### TASK DETAILS
Begin with the line containing "Q: give x and y for each instance of the wispy" and copy each line exactly through the last line of the entries, inclusive.

[Lines of data]
━━━━━━━━━━
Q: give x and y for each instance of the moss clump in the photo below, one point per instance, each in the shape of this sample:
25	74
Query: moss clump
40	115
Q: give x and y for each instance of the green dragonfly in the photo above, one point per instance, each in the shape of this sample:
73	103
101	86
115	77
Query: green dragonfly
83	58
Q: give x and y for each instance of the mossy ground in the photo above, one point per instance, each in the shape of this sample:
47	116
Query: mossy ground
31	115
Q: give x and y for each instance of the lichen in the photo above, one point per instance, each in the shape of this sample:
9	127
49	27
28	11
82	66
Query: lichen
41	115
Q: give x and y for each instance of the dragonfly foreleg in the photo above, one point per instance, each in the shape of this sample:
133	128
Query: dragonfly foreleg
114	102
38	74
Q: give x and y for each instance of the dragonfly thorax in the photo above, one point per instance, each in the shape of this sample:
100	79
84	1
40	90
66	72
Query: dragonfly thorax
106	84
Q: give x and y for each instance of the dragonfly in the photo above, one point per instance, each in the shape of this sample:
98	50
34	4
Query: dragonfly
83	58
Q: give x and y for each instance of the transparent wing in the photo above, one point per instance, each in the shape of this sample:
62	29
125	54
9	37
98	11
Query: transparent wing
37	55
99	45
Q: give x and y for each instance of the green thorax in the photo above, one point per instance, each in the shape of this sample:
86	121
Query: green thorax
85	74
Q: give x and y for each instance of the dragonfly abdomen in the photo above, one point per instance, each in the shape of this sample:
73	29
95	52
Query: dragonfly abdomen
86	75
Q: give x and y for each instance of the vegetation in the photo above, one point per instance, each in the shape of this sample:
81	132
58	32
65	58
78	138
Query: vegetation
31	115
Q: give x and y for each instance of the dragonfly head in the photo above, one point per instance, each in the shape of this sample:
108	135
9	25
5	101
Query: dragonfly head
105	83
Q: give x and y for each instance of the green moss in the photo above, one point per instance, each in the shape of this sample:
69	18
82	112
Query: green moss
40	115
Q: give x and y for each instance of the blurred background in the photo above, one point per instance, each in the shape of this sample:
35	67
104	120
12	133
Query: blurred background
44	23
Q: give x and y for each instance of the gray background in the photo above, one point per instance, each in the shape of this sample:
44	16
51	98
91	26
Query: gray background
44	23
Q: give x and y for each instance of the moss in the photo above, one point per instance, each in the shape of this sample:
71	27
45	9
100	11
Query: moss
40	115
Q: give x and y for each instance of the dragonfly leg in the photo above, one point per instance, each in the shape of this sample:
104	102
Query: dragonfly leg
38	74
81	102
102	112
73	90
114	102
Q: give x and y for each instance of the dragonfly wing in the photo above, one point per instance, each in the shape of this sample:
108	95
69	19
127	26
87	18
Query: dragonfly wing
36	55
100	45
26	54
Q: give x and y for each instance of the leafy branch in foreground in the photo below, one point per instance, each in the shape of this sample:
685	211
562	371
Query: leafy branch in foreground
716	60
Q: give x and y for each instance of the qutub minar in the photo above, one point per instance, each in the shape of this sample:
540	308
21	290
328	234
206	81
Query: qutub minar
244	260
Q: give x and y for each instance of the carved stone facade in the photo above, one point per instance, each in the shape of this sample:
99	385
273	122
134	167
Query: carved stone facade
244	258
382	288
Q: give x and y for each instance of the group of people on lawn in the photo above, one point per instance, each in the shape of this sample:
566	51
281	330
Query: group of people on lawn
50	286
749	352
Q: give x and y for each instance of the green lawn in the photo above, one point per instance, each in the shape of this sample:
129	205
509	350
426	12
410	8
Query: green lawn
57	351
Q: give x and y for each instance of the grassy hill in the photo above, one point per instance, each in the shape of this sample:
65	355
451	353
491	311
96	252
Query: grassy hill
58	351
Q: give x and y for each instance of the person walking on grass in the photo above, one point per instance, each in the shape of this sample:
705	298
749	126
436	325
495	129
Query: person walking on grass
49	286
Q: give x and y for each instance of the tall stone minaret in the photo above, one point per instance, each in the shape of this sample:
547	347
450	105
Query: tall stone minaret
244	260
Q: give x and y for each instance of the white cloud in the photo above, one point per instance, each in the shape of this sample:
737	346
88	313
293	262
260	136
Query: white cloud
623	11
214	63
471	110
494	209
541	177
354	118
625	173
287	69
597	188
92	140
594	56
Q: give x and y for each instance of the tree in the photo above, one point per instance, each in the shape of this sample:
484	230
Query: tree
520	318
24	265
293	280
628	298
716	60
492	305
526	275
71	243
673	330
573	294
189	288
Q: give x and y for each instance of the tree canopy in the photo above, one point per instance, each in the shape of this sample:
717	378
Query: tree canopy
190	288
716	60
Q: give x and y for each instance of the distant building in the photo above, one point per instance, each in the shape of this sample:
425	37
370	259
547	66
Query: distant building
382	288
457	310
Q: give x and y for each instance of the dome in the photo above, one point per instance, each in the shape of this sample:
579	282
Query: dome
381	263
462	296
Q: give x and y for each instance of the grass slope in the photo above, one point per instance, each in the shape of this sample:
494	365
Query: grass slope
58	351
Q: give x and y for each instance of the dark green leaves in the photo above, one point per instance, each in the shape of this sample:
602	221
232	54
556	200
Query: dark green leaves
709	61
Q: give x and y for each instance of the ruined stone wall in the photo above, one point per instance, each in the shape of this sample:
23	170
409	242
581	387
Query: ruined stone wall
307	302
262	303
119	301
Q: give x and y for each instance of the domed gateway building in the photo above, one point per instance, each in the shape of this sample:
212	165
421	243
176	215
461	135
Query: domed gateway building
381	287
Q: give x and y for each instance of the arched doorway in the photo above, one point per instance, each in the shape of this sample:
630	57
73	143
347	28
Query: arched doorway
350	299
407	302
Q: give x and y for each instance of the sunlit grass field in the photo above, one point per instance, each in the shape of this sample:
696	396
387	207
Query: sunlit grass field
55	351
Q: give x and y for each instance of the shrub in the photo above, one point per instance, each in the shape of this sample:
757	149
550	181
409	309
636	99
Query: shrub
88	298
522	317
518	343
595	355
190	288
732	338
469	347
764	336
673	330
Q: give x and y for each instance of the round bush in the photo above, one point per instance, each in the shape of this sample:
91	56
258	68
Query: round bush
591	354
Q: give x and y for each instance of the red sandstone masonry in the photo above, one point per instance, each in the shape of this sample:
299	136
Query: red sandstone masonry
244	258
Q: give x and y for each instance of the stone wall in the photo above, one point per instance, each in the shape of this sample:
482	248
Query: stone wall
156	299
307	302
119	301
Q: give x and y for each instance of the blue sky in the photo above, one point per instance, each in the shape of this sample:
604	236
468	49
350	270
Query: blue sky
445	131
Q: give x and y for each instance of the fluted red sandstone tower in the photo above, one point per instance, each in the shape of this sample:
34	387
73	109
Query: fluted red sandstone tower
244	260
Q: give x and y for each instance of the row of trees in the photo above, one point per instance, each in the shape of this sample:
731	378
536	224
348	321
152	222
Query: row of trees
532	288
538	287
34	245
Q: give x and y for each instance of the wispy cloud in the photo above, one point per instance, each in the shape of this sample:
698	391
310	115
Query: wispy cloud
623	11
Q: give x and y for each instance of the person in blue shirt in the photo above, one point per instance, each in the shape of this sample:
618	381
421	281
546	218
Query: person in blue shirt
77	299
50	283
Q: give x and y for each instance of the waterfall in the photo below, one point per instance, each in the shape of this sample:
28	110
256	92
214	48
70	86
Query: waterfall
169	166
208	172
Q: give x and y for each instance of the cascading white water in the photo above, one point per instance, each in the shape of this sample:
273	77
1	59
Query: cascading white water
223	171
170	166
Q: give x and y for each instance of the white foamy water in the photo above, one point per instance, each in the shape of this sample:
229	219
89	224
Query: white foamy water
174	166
━━━━━━━━━━
### EXERCISE SOLUTION
Q: give x and y for each instance of the wispy cloud in the photo above, one point per instance, each in the shape of this sample:
698	391
310	115
Query: wispy cloud
623	11
Q: give x and y for each instance of the person in blue shirt in the photo above, one point per instance, each in the shape of this sample:
618	381
421	281
546	218
Query: person in blue shirt
77	299
50	283
Q: give x and y for each instance of the waterfall in the photo below, one point per instance, each in the shape of this sample:
28	110
256	92
214	48
70	86
Query: waterfall
169	166
208	172
Q: give x and y for each instance of the cascading white water in the photo above, one point per instance, each in the shape of this sample:
273	77
1	59
Query: cascading white water
223	171
170	166
Q: give x and y for each instance of the white foamy water in the photo above, one point per instance, each in the shape of this sample:
229	219
89	224
Query: white foamy water
174	166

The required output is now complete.